*** Block opens ***

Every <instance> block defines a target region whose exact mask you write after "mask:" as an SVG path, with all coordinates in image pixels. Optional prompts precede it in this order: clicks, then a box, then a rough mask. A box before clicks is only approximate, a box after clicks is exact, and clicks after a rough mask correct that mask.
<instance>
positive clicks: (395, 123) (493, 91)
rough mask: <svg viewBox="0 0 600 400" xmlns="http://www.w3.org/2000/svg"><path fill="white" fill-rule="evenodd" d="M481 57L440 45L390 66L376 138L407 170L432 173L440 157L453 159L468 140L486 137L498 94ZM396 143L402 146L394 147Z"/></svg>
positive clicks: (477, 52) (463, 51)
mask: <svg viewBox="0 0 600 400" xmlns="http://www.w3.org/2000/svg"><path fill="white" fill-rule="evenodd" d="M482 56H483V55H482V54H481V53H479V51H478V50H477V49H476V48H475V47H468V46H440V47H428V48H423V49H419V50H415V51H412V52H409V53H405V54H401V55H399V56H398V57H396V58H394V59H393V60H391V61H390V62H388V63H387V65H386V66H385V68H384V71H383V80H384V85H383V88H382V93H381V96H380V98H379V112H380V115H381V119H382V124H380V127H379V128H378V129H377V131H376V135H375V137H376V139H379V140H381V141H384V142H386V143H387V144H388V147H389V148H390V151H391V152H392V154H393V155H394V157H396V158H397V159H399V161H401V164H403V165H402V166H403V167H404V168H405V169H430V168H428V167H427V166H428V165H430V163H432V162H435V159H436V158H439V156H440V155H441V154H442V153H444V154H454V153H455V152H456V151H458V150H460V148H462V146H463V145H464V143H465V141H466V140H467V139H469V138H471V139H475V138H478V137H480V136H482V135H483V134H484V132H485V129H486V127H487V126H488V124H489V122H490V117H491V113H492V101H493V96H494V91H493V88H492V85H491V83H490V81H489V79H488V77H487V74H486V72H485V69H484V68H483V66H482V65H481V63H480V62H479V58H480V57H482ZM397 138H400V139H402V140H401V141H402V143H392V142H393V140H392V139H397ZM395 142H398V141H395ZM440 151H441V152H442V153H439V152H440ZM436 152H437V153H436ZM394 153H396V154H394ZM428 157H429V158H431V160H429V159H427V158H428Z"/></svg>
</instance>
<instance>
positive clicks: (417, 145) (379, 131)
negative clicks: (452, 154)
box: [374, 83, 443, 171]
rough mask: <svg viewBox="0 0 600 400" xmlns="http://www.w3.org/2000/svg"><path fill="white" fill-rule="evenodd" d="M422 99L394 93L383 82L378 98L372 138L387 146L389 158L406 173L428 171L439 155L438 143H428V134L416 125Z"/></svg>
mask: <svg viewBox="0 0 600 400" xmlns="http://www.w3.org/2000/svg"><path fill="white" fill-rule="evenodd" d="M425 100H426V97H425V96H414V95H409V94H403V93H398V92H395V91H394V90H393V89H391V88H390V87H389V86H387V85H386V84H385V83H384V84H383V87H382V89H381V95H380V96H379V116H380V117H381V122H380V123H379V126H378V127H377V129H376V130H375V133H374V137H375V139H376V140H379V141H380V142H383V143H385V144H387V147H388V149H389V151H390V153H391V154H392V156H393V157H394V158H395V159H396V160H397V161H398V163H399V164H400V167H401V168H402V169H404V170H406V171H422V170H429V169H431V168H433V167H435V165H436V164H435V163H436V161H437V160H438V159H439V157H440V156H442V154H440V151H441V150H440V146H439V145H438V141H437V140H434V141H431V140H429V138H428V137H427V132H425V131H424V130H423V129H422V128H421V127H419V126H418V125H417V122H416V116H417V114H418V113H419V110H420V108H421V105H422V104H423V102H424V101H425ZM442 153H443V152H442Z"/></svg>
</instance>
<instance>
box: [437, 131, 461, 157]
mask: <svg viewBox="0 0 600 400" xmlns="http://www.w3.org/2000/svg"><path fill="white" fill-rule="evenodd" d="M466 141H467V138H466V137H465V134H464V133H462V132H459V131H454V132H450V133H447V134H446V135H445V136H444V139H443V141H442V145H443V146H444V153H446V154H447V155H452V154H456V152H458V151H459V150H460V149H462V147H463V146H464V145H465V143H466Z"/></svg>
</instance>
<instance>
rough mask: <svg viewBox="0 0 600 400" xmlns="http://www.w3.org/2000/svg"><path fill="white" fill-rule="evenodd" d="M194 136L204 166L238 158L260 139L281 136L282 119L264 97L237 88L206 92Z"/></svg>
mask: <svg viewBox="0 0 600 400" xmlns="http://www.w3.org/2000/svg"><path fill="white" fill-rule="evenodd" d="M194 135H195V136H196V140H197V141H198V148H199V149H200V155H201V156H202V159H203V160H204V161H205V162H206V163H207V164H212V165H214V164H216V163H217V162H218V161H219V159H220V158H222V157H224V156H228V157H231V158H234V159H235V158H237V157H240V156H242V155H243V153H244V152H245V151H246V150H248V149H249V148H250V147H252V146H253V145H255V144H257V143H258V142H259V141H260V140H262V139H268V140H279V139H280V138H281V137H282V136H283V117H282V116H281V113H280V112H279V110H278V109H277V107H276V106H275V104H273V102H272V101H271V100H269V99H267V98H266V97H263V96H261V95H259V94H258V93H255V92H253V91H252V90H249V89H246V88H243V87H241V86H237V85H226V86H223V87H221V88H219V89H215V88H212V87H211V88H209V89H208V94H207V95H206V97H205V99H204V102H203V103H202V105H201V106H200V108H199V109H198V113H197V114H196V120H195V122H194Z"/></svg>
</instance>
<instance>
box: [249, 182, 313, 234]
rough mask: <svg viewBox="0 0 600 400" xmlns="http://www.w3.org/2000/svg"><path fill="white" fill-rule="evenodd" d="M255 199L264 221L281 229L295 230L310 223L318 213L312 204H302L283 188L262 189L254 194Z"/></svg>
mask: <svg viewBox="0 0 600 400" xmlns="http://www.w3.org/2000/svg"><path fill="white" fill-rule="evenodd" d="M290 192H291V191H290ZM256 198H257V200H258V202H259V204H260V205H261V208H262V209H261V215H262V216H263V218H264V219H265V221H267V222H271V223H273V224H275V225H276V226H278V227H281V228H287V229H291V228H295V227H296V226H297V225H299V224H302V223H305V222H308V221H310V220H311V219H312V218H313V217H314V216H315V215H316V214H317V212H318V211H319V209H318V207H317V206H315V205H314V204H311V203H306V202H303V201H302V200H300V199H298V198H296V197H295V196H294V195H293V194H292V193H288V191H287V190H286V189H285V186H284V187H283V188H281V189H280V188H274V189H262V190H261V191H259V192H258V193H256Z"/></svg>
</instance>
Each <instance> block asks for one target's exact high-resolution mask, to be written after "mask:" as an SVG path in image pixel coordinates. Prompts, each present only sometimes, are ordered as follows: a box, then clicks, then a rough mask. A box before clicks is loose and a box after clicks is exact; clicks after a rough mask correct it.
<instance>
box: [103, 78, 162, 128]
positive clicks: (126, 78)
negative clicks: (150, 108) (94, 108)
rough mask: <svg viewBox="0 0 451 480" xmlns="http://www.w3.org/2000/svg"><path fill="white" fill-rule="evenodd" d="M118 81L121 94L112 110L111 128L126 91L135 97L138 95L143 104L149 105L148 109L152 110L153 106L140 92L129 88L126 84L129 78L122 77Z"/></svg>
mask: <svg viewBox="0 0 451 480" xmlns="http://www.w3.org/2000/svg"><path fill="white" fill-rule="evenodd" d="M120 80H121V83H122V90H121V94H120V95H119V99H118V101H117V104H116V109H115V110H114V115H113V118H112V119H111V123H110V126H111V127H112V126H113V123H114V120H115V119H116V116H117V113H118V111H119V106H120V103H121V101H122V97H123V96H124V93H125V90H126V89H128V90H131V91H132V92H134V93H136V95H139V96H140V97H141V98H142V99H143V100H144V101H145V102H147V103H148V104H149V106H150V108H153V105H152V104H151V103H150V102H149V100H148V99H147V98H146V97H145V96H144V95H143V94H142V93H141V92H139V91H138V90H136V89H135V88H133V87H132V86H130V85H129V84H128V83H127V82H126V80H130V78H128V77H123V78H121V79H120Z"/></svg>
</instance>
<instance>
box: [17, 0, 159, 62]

*** Block closes ***

- TASK DETAILS
Reproduce the listing word for word, from its first line through the line that contains "positive clicks: (477, 52) (463, 51)", with both ends included.

- EXERCISE RESPONSE
Every <instance> block defines a target region whose exact mask you write after "mask:" as an SVG path, with all coordinates in image pixels. Optional prompts precede it in this order: clicks, then a box, then a rough mask. A box before clicks is only approximate, a box after clicks is exact, and clicks after a rough mask correct that mask.
<instance>
positive clicks: (395, 123) (493, 91)
rough mask: <svg viewBox="0 0 600 400" xmlns="http://www.w3.org/2000/svg"><path fill="white" fill-rule="evenodd" d="M481 57L440 45L390 66L376 138L407 170L432 173L440 157L453 159L468 140L486 137L498 94ZM396 143L402 146L394 147Z"/></svg>
positive clicks: (477, 52) (463, 51)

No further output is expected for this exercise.